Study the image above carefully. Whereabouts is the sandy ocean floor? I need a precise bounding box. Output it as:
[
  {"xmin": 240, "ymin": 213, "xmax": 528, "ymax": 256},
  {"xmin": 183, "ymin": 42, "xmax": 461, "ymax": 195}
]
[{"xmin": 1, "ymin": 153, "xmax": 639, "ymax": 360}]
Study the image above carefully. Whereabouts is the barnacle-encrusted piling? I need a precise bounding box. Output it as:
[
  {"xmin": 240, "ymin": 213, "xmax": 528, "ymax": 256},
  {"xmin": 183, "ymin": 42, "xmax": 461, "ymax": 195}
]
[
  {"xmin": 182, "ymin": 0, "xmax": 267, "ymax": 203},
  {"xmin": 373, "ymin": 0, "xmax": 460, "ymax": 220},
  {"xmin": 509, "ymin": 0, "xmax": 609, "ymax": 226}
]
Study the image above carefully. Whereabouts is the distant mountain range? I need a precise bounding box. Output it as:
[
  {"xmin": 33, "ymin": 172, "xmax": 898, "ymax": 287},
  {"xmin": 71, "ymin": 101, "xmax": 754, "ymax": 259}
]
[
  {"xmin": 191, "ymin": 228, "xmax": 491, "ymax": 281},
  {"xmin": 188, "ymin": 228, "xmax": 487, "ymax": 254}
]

=-=-=

**Work to be completed**: Each record, exactly as written, is to be printed again.

**Response to this exercise**:
Study the image above carefully. Whereabouts is the sandy ocean floor? I need a precise bounding box. Output it as:
[
  {"xmin": 240, "ymin": 213, "xmax": 528, "ymax": 256},
  {"xmin": 183, "ymin": 42, "xmax": 461, "ymax": 195}
]
[{"xmin": 1, "ymin": 153, "xmax": 639, "ymax": 360}]
Study the image above carefully. Whereabouts is the barnacle-encrusted piling? I need a precise bounding box. Output it as:
[
  {"xmin": 240, "ymin": 213, "xmax": 528, "ymax": 256},
  {"xmin": 183, "ymin": 42, "xmax": 461, "ymax": 195}
]
[
  {"xmin": 182, "ymin": 0, "xmax": 267, "ymax": 203},
  {"xmin": 373, "ymin": 0, "xmax": 460, "ymax": 220},
  {"xmin": 509, "ymin": 0, "xmax": 609, "ymax": 226}
]
Study the image above carefully. Whereabouts is the distant mountain range? I need a precise bounding box. Output it as:
[
  {"xmin": 33, "ymin": 172, "xmax": 898, "ymax": 287},
  {"xmin": 71, "ymin": 101, "xmax": 754, "ymax": 259}
]
[
  {"xmin": 191, "ymin": 228, "xmax": 491, "ymax": 281},
  {"xmin": 188, "ymin": 228, "xmax": 487, "ymax": 254}
]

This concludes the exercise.